Tareas
**A.** Indica si cada afirmación concuerda con la crónica sobre el museo de la basura y respalda tu respuesta con las palabras exactas del texto: (i) Antonio habita y dirige el museo desde hace dos décadas; (ii) al bajar, Antonio deja el computador apagado; (iii) el museo se encuentra en el barrio La Soledad.
**B.** Según la crónica sobre el museo de la basura, ¿qué es para Antonio la copa que toma con fuerza antes de bajar?
**C.** Retoma la crónica sobre el museo de la basura y continúala a partir de su última oración.

Fragmento proporcionado
Desde hace dos décadas Francisco Antonio Zea, autodenominado el reverendísimo señor Ron Antonio de Jesús Cafasus Torres de Restrepo y Zea, habita y dirige El museo de la basura en el barrio La Soledad, pese a las continuas quejas y agresiones de sus vecinos. Crónica de una visita.

Sergio Rodríguez
3 de agosto de 2016

Desde una ventana cuadriculada, Antonio ve la calle con sus dos árboles y la mugre que acapara todo. Suena el teléfono y contesta: “¿Ya? Ya subo”. Se levanta, apaga las luces. El computador queda prendido. Toma la copa, su Santo Grial, con fuerza. Tiene que bajar y no puede dejar a la suerte su trago y menos con tantos tropiezos. Negativos mal pegados en el techo, collares, mangueras, algunas de las esculturas que hace de basura, cajas y botellas de wiski, todo brilla con una luz amarilla y el aire se apelmaza creando las sombras que dibujan el Kandinsky en el que dice vivir.

Listado de material
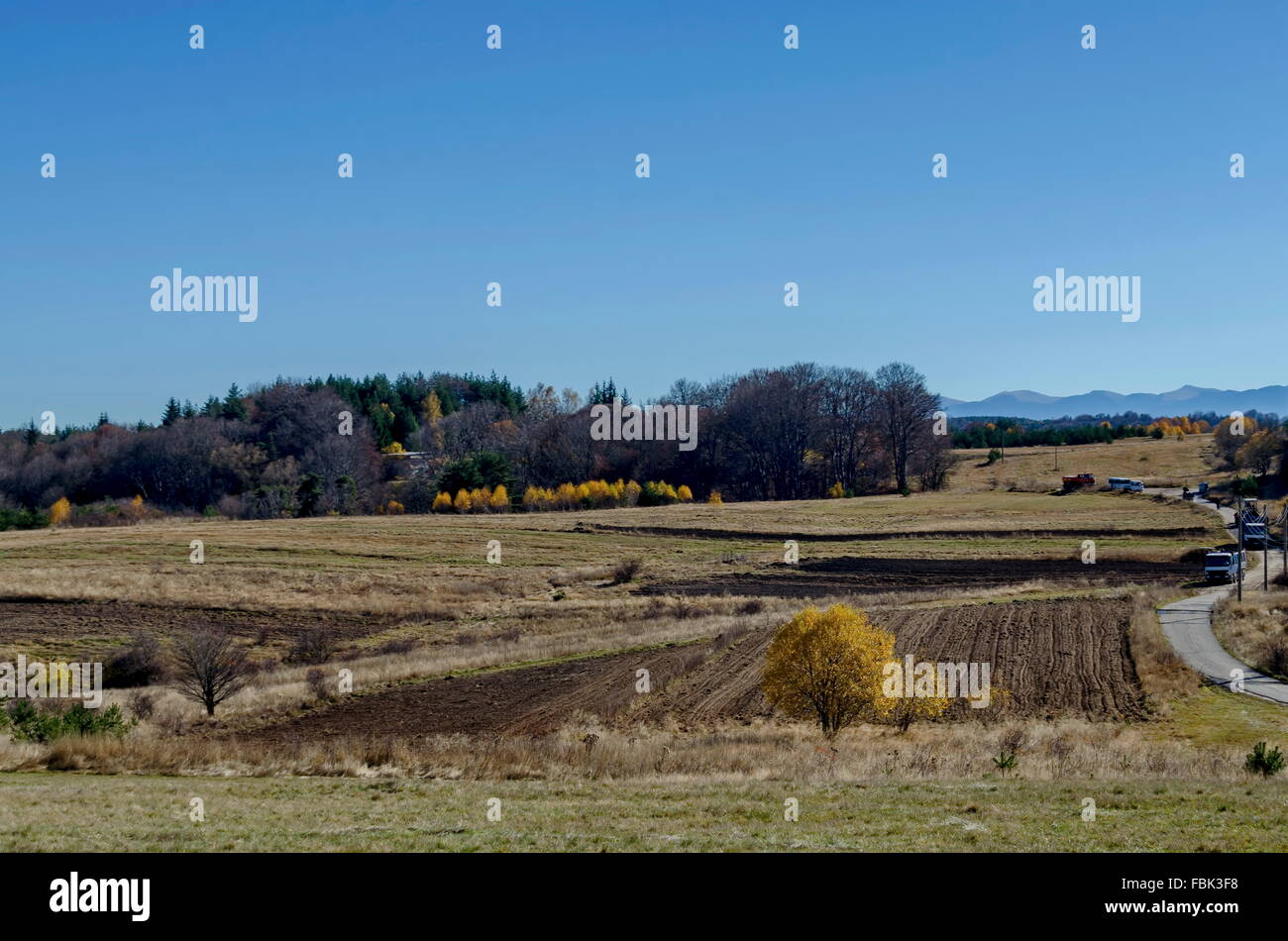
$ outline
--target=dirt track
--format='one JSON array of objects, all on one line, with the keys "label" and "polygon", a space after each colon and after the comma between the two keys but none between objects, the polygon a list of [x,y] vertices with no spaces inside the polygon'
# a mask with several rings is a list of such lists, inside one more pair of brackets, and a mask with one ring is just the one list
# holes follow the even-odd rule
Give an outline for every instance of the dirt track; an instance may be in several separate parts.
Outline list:
[{"label": "dirt track", "polygon": [[269,637],[274,638],[325,628],[336,640],[353,640],[379,631],[386,620],[388,618],[321,611],[242,611],[103,601],[0,599],[0,645],[18,641],[116,644],[135,632],[170,635],[196,627],[228,628],[242,637],[268,631]]},{"label": "dirt track", "polygon": [[452,732],[544,734],[576,712],[612,717],[638,695],[636,669],[654,687],[701,660],[710,644],[586,657],[541,667],[407,684],[344,699],[276,726],[242,732],[251,741],[331,738],[416,739]]},{"label": "dirt track", "polygon": [[920,588],[992,588],[1025,582],[1069,584],[1180,584],[1194,577],[1189,563],[1101,560],[1083,565],[1078,559],[868,559],[842,556],[769,565],[757,572],[730,572],[719,578],[656,582],[641,595],[756,595],[824,597],[873,595]]},{"label": "dirt track", "polygon": [[[900,654],[989,663],[1011,713],[1144,718],[1127,644],[1130,604],[1113,599],[1023,601],[895,611],[878,618]],[[621,725],[701,727],[768,716],[760,671],[773,629],[715,642],[612,654],[410,684],[243,732],[255,741],[415,739],[430,734],[544,734],[576,712]],[[635,693],[635,671],[653,693]],[[632,707],[632,708],[627,708]],[[965,707],[962,707],[965,711]]]}]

Resultados por tarea
**A.**
(i) Sí: «Desde hace dos décadas Francisco Antonio Zea, autodenominado el reverendísimo señor Ron Antonio de Jesús Cafasus Torres de Restrepo y Zea, habita y dirige El museo de la basura».
(ii) No: «El computador queda prendido».
(iii) Sí: «en el barrio La Soledad».

**B.** Es su Santo Grial.

**C.**
Tiene que aferrarse al vaso, no puede caerse. “Si lo tumba lo mato”, acostumbra decir cuando alguien pasa cerca a la botella. Decenas de cajas y botellas de Sir Edward’s -la gallardía no puede dejarse de lado- se ven por toda la casa. Un wiski barato con grandilocuente nombre, destello de genialidad chibcha. Lo toma con café, jugo y agua. A toda hora.

Sale de su casa y golpea en la puerta del lado. Sube a un segundo piso y saluda a su mamá, doña Teresa. “Ella me posa como la Maja desnuda”, dice Antonio. Se sientan a la mesa y almuerzan. “¿Quiere que la despeine, mamá?”, le pregunta y sobre esas canas de doña Teresa la mano de Antonio pasa rápida y cariñosa.

Su casa es el Museo de la Basura, que a dos cuadras del Consejo de Bogotá, en una esquina, interrumpe con la normalidad del barrio La Soledad. Al lado de la puerta se alza un negro racimo de zapatos, botas y botines. En el suelo, restos de lápidas. Sobre los jardines: tubos, restos de inodoros, una que otra pantalla de computador, un televisor que sentencioso dice: “incitar al consumo irracional en beneficio de los grupos económicos es un crimen contra la naturaleza”. En la puerta hay un certificado que reconoce sus buenas prácticas ambientales.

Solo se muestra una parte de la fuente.